State how many lines of the records below contain the string "tree". Give only the number.

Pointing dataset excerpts
━━━━━━━━━━━━━━━━━━━━━━━━━━━━━━
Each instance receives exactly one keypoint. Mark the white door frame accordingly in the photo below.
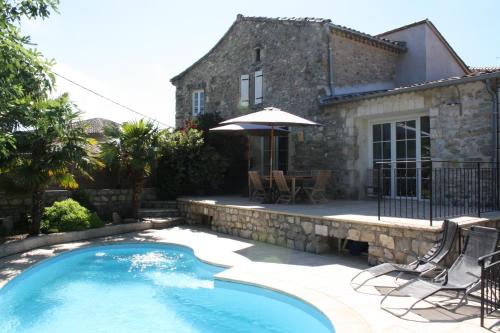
(393, 121)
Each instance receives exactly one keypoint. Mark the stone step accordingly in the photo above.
(167, 222)
(158, 212)
(159, 204)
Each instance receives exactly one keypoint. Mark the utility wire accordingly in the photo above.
(110, 100)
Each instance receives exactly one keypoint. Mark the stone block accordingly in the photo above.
(386, 241)
(367, 236)
(388, 255)
(246, 234)
(307, 227)
(403, 245)
(321, 230)
(353, 234)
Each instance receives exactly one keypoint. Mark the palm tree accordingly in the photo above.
(132, 148)
(53, 149)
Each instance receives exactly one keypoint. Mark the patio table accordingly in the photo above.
(293, 178)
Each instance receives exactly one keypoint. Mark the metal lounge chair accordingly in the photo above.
(258, 191)
(318, 191)
(464, 276)
(285, 194)
(428, 262)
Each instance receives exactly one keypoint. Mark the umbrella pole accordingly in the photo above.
(271, 158)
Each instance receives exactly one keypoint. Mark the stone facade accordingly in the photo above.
(460, 130)
(359, 67)
(106, 201)
(297, 56)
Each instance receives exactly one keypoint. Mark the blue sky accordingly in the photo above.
(128, 50)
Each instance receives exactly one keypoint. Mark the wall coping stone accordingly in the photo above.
(462, 221)
(31, 243)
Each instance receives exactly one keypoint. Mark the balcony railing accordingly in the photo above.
(435, 189)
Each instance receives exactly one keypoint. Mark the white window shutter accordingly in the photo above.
(258, 87)
(244, 88)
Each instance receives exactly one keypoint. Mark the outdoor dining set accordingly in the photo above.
(287, 188)
(281, 187)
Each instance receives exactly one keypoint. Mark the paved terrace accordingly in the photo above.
(322, 280)
(321, 228)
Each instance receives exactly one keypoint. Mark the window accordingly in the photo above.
(244, 84)
(258, 87)
(401, 151)
(198, 102)
(257, 54)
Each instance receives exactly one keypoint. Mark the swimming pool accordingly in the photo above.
(144, 288)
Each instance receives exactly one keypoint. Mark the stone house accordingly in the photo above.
(403, 96)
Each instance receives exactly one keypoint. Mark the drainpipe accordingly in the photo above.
(495, 119)
(330, 70)
(495, 106)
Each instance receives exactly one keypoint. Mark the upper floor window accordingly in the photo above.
(257, 54)
(258, 87)
(198, 102)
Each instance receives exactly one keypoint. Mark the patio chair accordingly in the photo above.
(284, 193)
(318, 191)
(430, 261)
(464, 276)
(258, 191)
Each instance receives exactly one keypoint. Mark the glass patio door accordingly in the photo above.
(400, 150)
(406, 158)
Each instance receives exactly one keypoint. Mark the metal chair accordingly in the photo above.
(430, 261)
(257, 188)
(318, 191)
(464, 276)
(284, 193)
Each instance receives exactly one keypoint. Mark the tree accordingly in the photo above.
(53, 150)
(187, 165)
(24, 74)
(132, 148)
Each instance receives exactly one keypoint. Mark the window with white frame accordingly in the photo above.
(258, 87)
(244, 89)
(400, 149)
(198, 102)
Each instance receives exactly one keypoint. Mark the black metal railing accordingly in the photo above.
(490, 284)
(435, 189)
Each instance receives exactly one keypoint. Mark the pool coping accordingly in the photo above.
(342, 317)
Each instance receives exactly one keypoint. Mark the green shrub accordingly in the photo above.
(68, 215)
(188, 166)
(95, 221)
(3, 231)
(83, 198)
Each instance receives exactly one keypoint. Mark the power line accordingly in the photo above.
(110, 100)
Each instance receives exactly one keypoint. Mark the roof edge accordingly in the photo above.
(443, 40)
(481, 77)
(181, 74)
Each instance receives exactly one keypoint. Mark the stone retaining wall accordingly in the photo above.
(386, 242)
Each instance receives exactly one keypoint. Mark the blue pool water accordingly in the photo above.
(144, 288)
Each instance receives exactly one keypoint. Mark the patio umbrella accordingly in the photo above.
(249, 129)
(272, 117)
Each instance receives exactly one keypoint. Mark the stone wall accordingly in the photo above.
(460, 120)
(106, 201)
(460, 115)
(361, 67)
(387, 242)
(291, 80)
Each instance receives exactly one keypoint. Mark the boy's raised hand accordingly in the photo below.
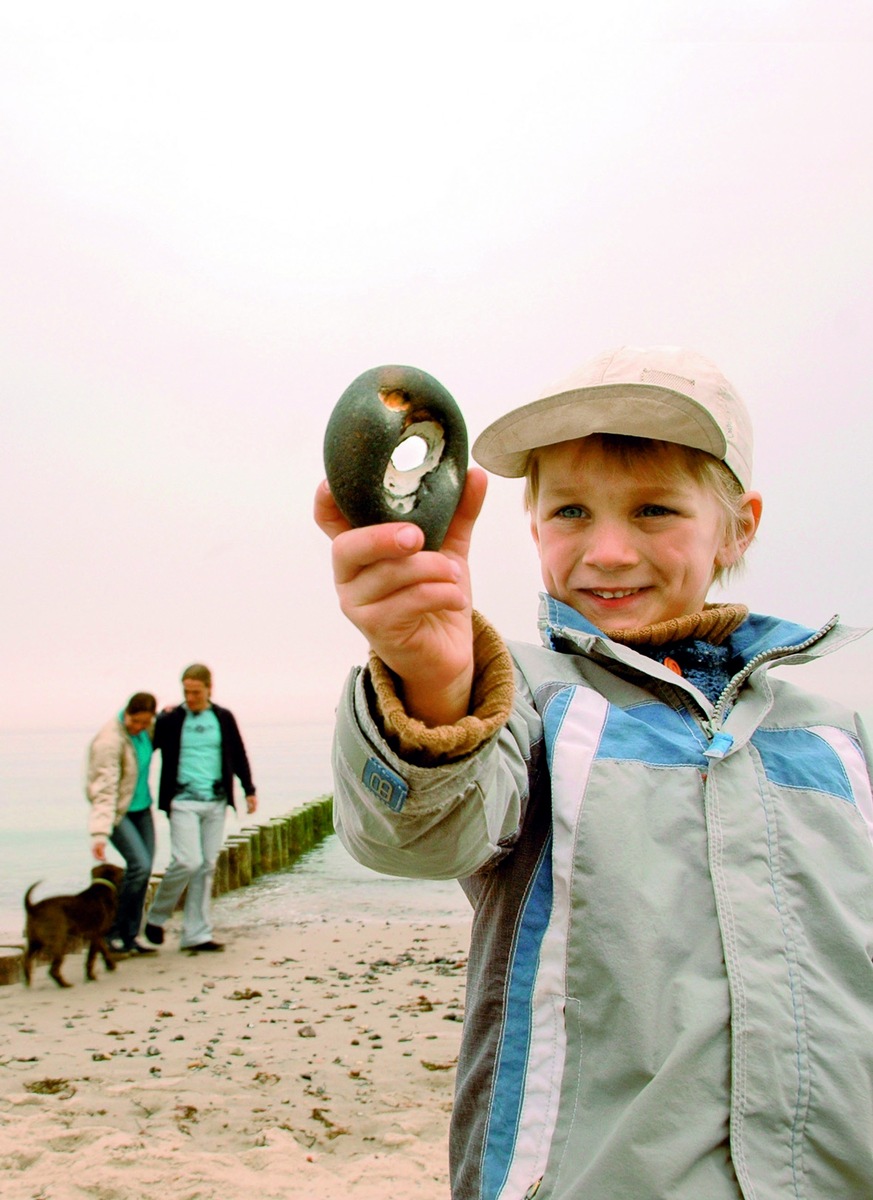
━━━━━━━━━━━━━━━━━━━━━━━━━━━━━━
#### Written answer:
2